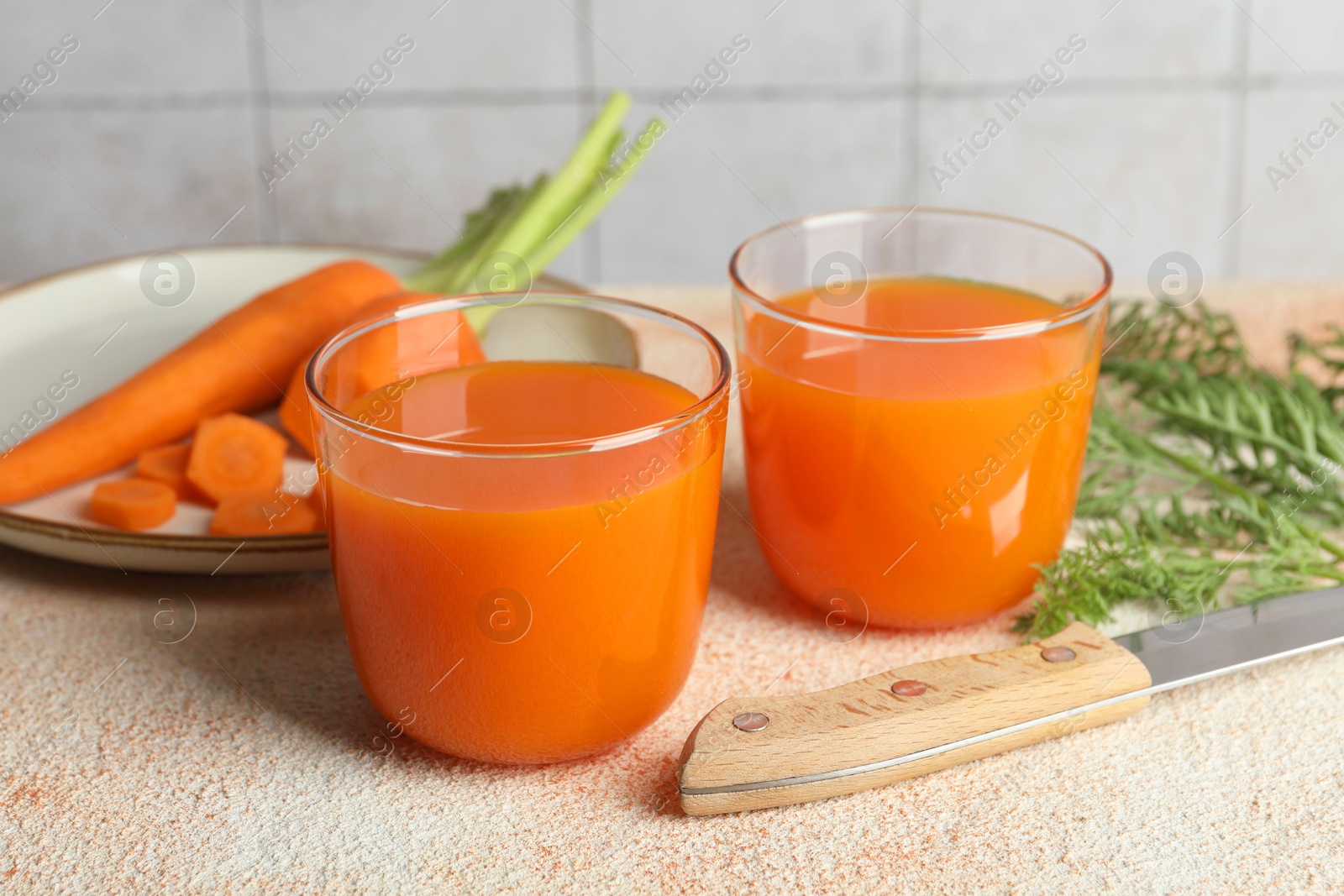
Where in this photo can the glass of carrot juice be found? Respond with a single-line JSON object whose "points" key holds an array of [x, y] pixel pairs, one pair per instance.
{"points": [[522, 528], [918, 389]]}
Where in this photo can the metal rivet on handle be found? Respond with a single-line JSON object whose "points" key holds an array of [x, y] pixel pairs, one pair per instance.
{"points": [[750, 721]]}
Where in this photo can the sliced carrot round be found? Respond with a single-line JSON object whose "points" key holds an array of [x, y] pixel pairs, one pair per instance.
{"points": [[233, 453], [167, 464], [132, 504], [252, 513]]}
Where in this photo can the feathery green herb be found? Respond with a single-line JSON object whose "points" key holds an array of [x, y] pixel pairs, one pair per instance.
{"points": [[1209, 479]]}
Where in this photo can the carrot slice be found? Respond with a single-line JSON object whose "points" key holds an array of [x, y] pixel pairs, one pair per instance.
{"points": [[265, 513], [410, 347], [239, 363], [132, 504], [295, 410], [234, 453], [167, 464]]}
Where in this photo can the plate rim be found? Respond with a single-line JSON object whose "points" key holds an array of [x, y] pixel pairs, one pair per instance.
{"points": [[73, 531]]}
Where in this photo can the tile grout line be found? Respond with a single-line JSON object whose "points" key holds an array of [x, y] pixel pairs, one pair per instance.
{"points": [[259, 102], [878, 92], [1236, 144], [591, 246], [914, 140]]}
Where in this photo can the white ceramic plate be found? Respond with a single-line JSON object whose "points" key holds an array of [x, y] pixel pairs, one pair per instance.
{"points": [[97, 325]]}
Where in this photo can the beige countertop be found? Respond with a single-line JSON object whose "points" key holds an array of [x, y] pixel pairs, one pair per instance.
{"points": [[244, 758]]}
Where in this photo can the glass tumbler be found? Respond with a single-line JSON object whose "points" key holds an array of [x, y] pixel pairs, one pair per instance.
{"points": [[911, 464], [522, 598]]}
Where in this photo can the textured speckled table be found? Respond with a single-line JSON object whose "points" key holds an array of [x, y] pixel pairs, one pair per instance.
{"points": [[245, 757]]}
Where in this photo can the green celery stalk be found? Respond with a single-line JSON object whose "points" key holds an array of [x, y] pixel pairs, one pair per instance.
{"points": [[598, 195]]}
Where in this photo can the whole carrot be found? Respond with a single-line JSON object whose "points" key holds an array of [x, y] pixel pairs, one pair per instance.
{"points": [[239, 363]]}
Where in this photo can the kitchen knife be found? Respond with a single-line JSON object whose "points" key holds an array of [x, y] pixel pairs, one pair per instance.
{"points": [[753, 752]]}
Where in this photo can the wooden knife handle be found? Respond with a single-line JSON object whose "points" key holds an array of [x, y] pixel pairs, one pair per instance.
{"points": [[813, 746]]}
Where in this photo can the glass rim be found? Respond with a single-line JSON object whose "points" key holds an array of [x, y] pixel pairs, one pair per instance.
{"points": [[447, 448], [1070, 315]]}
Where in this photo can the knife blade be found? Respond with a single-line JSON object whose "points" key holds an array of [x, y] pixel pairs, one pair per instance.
{"points": [[753, 752]]}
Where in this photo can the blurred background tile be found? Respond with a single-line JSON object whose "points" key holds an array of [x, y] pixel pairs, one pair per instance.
{"points": [[729, 170], [1158, 137], [128, 47], [793, 43], [968, 40], [81, 187], [1292, 231], [407, 176], [1136, 176], [459, 45], [1294, 38]]}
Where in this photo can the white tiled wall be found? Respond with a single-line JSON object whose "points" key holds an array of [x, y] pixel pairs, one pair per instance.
{"points": [[1156, 139]]}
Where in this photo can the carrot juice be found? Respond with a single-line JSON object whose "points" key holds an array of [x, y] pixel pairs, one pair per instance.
{"points": [[522, 550], [920, 473]]}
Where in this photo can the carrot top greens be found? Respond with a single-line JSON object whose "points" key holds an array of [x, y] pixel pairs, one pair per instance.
{"points": [[1209, 479]]}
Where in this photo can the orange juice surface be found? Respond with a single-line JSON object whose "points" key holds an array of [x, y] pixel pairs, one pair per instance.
{"points": [[524, 609], [916, 481]]}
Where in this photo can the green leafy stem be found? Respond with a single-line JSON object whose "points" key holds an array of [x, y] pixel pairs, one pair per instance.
{"points": [[1209, 481]]}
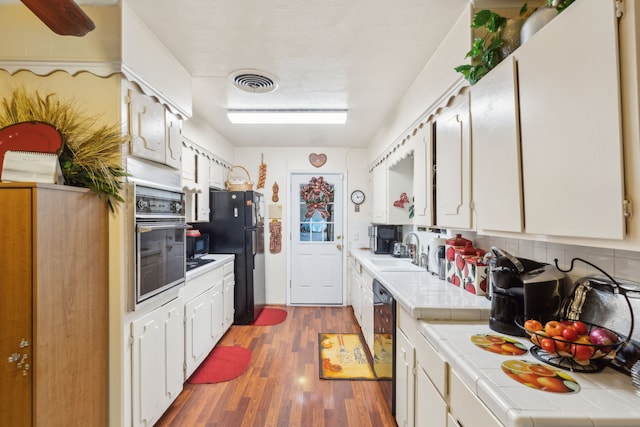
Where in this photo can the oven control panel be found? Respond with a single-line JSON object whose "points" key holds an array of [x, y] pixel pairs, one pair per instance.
{"points": [[153, 201]]}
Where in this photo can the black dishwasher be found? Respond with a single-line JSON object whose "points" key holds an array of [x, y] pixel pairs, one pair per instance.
{"points": [[384, 343]]}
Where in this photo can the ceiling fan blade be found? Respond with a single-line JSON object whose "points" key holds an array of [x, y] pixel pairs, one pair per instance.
{"points": [[64, 17]]}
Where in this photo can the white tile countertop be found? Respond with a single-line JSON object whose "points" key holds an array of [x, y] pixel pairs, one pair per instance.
{"points": [[423, 295], [606, 398]]}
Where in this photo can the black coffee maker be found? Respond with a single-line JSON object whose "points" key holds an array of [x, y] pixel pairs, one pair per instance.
{"points": [[521, 288]]}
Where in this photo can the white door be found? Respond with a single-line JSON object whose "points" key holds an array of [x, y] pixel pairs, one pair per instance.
{"points": [[316, 239]]}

Exercise objective:
Give again the closing portion of the entries, from the line with "Where in this photo can the black dishwasher" through the last line. Keep it exact and add nothing.

Response:
Where in this photo can the black dishwasher be found? Respond with a single-line JSON object whose "points" key holds an array of [x, y] pixel pairs, one pair per instance.
{"points": [[384, 343]]}
Where in this photo can the ceiling fan blade be found? Respond with a single-line JSON object whose "points" key holds an array of [x, y] pixel pairs, one pair per instance.
{"points": [[64, 17]]}
Where in this photo can the white tile countertop be found? Respond with a single-line JSON object whose "points" key holds an array of [x, y] pixel pairs, one pair per instance.
{"points": [[423, 295], [606, 398]]}
Where in this photo can the black coffee maker be found? Respond with a single-line JSON object whose "points" key holds an array of [x, y] pixel pairs, one pair per instance.
{"points": [[521, 288]]}
Where in this photo can the white door be found? Respond with a single-line JSON object whose "points" key holds an array of [x, y] pixel pairs, one pair per instance.
{"points": [[316, 239]]}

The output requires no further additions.